Much as one may regret it, it seems assured: The entire reporting is nothing more than a string of empty phrases. They refer to the intermediate score or the final result. If no goal is scored for 40 attacks, then “there are no ideas”, then “the last pass is not received”, then “there is no movement in the game” or “ultimately the catastrophic lack of finishing” is responsible. As soon as the goal is scored, the “collective deep sleep”, the “catastrophic positional errors” and “the weak goalkeeping” of the other side are to blame. So banal are phrases strung together that only emphasise the negative, are not even funny, let alone true or otherwise entertaining in the sense of building suspense.
What actually makes one a journalist, a reporter, who goes into the field of sports, especially football, and why? Isn’t it a kind of dream job? On the one hand, there should be an enthusiasm for the subject, on the other hand, the joy of being part of something great and being able to convey that to the listener/spectator? Shouldn’t one intuitively realise that the beautiful moments, the thrilling actions, the dramatic progressions should be far in the majority, and, if it were felt otherwise, still try to spice up the (then only perceived as low) tension, even if one only pretends passion to the followers?

______

--- REQUIRED TASKS ---
a) According to the football reporting essay, what is blamed once a goal is scored?
b) How many lines of the records contain the word "rounded"? Give only the number.
The records are unrelated to the football reporting essay.

______

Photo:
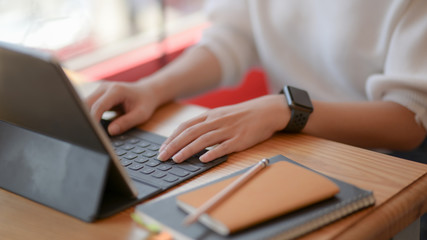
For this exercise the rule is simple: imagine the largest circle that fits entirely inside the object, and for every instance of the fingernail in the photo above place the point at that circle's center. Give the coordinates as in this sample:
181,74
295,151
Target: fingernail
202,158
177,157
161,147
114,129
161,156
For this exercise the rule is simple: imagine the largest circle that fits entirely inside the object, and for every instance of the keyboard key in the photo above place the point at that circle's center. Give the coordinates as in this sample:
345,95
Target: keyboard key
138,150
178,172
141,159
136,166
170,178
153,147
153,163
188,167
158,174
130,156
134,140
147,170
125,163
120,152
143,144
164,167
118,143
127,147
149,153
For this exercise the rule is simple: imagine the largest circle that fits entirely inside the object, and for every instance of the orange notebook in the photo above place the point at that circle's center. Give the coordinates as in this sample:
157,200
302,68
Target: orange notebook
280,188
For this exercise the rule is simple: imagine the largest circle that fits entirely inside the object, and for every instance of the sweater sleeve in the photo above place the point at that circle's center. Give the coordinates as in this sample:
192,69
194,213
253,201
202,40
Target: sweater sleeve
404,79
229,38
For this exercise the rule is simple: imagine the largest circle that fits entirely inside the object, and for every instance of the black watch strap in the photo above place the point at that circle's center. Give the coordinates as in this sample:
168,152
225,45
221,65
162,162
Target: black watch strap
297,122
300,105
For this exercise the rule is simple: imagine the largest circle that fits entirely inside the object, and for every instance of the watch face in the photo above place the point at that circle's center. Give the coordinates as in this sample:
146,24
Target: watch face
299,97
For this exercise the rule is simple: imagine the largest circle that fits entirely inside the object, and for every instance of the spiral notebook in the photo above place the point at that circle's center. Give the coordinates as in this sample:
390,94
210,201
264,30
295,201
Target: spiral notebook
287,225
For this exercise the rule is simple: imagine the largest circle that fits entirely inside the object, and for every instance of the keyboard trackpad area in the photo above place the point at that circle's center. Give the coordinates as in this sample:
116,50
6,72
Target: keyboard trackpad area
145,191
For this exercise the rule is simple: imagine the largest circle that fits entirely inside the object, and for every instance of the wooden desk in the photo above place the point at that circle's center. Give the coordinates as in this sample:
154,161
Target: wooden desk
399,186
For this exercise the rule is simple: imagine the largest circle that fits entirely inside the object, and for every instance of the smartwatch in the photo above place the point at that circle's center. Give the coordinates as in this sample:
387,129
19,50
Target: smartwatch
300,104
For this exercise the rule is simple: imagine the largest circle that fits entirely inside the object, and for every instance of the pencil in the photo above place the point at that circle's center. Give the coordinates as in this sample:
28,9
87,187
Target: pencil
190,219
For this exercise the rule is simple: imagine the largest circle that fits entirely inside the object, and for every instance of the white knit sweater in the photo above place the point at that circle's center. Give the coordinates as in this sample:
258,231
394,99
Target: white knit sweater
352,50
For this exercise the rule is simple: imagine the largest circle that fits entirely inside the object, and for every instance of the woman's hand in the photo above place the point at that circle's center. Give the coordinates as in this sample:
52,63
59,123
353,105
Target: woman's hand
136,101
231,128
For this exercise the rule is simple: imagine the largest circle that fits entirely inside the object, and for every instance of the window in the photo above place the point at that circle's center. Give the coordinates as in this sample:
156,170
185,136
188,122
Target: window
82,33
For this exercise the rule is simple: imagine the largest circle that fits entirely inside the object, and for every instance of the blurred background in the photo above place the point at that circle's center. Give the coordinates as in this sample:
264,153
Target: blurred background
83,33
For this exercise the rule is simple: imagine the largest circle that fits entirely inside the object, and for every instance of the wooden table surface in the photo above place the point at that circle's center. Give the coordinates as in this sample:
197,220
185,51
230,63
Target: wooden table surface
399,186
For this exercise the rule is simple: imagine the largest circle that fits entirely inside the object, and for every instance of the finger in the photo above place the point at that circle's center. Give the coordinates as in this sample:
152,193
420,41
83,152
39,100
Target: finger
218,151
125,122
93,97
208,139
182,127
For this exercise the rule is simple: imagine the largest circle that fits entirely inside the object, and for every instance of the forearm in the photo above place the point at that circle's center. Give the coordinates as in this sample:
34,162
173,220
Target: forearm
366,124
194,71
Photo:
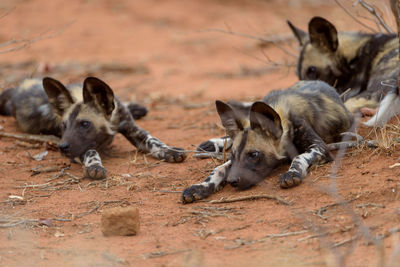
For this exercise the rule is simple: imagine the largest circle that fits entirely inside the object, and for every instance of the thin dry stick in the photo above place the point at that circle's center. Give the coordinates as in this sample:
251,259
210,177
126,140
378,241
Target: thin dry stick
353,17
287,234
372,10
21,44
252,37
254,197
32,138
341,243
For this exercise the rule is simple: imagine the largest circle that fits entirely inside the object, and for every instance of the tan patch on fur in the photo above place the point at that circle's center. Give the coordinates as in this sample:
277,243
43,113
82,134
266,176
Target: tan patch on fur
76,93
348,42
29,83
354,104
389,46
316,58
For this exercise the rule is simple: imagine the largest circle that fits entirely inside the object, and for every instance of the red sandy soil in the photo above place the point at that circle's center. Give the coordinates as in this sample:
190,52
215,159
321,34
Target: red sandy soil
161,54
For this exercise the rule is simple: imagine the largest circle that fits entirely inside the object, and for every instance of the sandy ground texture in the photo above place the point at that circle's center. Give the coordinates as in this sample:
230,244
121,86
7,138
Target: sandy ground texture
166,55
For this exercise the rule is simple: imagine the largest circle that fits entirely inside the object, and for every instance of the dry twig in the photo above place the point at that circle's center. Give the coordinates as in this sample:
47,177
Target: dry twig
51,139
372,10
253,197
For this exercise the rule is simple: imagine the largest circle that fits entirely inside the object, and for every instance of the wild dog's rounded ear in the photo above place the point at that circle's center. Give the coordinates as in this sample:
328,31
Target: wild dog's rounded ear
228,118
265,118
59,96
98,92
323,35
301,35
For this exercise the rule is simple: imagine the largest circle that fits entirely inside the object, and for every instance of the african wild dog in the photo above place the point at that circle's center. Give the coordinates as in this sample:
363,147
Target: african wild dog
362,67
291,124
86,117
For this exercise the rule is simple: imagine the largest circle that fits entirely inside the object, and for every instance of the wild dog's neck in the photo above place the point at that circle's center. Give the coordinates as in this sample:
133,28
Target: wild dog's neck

______

--- FINAL ANSWERS ---
a) The other side's "collective deep sleep", "catastrophic positional errors" and "the weak goalkeeping".

b) 2